=== Begin Enclosure ===

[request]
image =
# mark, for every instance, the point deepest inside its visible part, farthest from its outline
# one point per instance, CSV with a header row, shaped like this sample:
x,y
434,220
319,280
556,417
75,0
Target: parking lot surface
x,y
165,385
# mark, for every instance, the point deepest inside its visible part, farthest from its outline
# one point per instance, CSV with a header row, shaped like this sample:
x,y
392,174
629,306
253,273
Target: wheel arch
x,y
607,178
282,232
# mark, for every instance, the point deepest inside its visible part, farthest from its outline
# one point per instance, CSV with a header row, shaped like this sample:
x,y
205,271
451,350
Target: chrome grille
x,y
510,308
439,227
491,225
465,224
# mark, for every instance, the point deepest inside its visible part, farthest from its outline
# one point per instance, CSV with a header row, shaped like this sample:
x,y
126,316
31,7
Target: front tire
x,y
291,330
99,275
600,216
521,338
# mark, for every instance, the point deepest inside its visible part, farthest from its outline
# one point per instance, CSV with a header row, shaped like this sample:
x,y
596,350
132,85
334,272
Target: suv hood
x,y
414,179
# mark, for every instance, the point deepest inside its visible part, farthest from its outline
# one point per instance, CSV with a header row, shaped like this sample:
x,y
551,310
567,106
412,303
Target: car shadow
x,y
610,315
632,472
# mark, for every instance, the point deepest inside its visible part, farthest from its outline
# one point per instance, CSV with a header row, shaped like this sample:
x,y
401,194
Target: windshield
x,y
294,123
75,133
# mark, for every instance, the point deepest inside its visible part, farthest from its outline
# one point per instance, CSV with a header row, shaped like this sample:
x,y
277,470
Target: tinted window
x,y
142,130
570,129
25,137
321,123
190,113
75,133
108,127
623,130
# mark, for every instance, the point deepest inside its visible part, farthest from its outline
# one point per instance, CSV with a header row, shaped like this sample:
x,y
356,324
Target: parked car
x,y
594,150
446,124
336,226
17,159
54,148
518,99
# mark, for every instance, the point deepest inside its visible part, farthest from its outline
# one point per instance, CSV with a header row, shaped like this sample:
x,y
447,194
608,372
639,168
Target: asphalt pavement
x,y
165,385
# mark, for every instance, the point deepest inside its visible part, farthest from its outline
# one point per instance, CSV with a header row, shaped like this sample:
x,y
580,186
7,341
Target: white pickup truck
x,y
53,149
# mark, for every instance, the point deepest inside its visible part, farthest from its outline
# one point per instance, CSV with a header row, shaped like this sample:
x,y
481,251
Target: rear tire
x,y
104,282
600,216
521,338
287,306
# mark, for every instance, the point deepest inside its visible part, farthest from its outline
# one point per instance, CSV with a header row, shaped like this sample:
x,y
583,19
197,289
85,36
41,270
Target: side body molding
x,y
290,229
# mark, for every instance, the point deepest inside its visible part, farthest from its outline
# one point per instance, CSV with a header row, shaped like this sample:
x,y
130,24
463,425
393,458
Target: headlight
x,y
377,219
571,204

=== End Enclosure ===

> **The task**:
Write every record above out again exactly as it stands.

> **Result of the task**:
[request]
image =
# mark, for every instance, the point deepest inside its visible part, farthest from its outline
# one point per instance, CSV with a header row, shaped like this sample:
x,y
434,220
319,280
556,417
75,0
Target: parking lot surface
x,y
165,385
# mark, for every instance, the point deepest inside its visible part, farthest from its outline
# one point per instance, CSV with a header row, shaped like this sample:
x,y
392,174
629,306
253,273
Target: wheel arch
x,y
607,178
282,232
# mark, for every instance, the point deepest inside its visible part, farthest from its outline
# one point per instance, CSV with a header row, shaped like this sample:
x,y
205,271
451,350
Target: chrome grille
x,y
510,308
439,227
491,225
465,224
# mark, for every instance, the point deepest inside its visible part, farthest from its outline
# one point per instance, CSV with a header row, shaped like this sample:
x,y
126,316
31,7
Target: front tire
x,y
291,330
99,275
600,216
521,338
# mark, for every instance, the point deepest inside its visible part, farthest from its outline
# one point per instance, CSV with a header row, shaped like this sample:
x,y
596,350
132,85
334,272
Target: suv hood
x,y
414,179
# mark, for every instance, the point deepest inside its visible part, farthest from its outline
# one point per instance, CSV with a header row, shaped like this sample:
x,y
551,310
567,106
412,303
Target: car shadow
x,y
610,315
632,472
# mark, for every instance, the point deepest inside its visible part, farthest from its outline
# one point per instance, CSV with a header row, shaped like this sample:
x,y
401,194
Target: windshield
x,y
294,123
75,133
# mark, for every instance, the point deepest inside its visible part, farthest from its outline
# one point per instance, CSV with a header row, shaped like this sample:
x,y
277,470
Target: tinted window
x,y
142,130
570,129
25,137
321,123
190,113
75,133
108,127
623,130
# mark, for every instance, the point deepest inside its visible part, farthest from its outline
# one point per instance, CSV with a header row, shaped like this sample:
x,y
356,324
Target: parked car
x,y
594,150
446,124
336,226
17,159
54,148
518,99
# mark, for every instance, the point deepest inside its visible part, farthest from its outline
# one point per instance, CSV with a header row, shaped like this sample:
x,y
447,194
608,372
639,168
Target: asphalt pavement
x,y
165,385
# mark, for every instance, the point deepest inside its visible part, farthest from its outline
# one point per instance, CSV with a header row, shaped like this sample:
x,y
580,186
7,341
Target: white pickup truck
x,y
53,149
# mark, for every instance, the point deepest inside its visible part, farthest from its outline
# one point per instance, CSV with a header row, shaped like this sample:
x,y
481,251
Target: rear tire
x,y
104,282
600,216
521,338
287,306
# mark, for every instance, the point deepest inside its visible part, farthest from its outline
# one point per instance, CSV with a header row, shaped like this sample:
x,y
583,19
197,289
85,36
41,270
Target: side body molding
x,y
290,229
# mark, for every instance, the point deepest inside its visible part, farthest from its outline
# one point per instance, CSV with a header row, shaped like this sample:
x,y
130,24
463,425
393,458
Target: headlight
x,y
377,219
571,204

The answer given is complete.